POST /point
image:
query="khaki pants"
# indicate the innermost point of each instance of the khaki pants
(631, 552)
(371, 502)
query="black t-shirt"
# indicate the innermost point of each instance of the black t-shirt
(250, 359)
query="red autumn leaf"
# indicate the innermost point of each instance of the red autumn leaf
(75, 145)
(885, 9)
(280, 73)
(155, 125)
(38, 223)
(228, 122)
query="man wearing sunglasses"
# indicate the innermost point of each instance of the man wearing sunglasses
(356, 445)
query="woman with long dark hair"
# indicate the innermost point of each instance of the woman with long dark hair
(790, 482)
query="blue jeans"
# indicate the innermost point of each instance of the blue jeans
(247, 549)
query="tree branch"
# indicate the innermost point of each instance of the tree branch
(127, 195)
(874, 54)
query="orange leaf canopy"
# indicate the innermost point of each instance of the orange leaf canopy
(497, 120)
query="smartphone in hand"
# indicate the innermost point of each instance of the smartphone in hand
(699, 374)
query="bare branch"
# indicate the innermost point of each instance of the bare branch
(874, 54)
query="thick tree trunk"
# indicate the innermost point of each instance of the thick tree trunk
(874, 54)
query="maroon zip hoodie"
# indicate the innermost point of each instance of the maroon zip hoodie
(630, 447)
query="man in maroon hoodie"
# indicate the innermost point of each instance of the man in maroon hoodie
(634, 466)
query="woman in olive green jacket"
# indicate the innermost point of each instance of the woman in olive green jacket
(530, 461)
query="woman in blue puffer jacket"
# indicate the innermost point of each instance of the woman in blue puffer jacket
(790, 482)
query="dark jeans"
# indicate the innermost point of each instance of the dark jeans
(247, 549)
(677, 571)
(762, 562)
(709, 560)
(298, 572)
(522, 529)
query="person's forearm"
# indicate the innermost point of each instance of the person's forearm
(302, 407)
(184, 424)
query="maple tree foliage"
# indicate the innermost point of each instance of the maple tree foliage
══════════
Task prompt:
All of the entries must be written out exactly as they stand.

Result for this exercise:
POST /point
image:
query="khaki pants"
# indicate the innermost point of each instance of the khaki pants
(631, 552)
(371, 502)
query="black t-shirt"
# indicate the innermost point of each instance of the black t-shirt
(250, 359)
query="red autumn leaf"
# indicate the innermost point of each instance of the red autumn leaf
(75, 145)
(885, 9)
(280, 73)
(155, 125)
(38, 223)
(228, 122)
query="man wearing sunglasses"
# indicate the innermost point of each instance of the man wearing sunglasses
(356, 445)
query="woman with long dark hair"
# indicate the innermost point of each instance of the woman with long dark hair
(790, 482)
query="blue jeans"
# indicate the innermost point of each instance of the blue jeans
(247, 549)
query="tree branch"
# indicate the innermost point of each instance of the tree branch
(127, 195)
(874, 54)
query="orange leaf canopy"
# indicate the innermost point of each instance of the orange leaf canopy
(497, 120)
query="smartphone in hand"
# indicate the innermost point of each instance of the smartphone in hand
(699, 374)
query="bare branch"
# indicate the innermost point of each instance of the bare branch
(874, 54)
query="thick tree trunk"
# indicate the innermost point of each instance of the thick tree trunk
(874, 54)
query="maroon zip hoodie"
# indicate the innermost point of each instance of the maroon zip hoodie
(630, 447)
query="man in maroon hoodie"
# indicate the innermost point of each instance of the man in maroon hoodie
(634, 466)
query="woman in olive green jacket"
# indicate the innermost point of each instance of the woman in olive green jacket
(530, 461)
query="woman in blue puffer jacket"
# indicate the innermost point of each instance of the woman in blue puffer jacket
(790, 482)
query="dark jeans"
# indicate the innermost point of each instance of the dark jeans
(247, 549)
(677, 571)
(762, 562)
(709, 560)
(298, 572)
(522, 529)
query="person's forearm"
# indicate the innermost point of each instance of the person's forearm
(302, 407)
(184, 424)
query="maple tree foliage"
# indicate the innermost point of each instance of the maple tree foliage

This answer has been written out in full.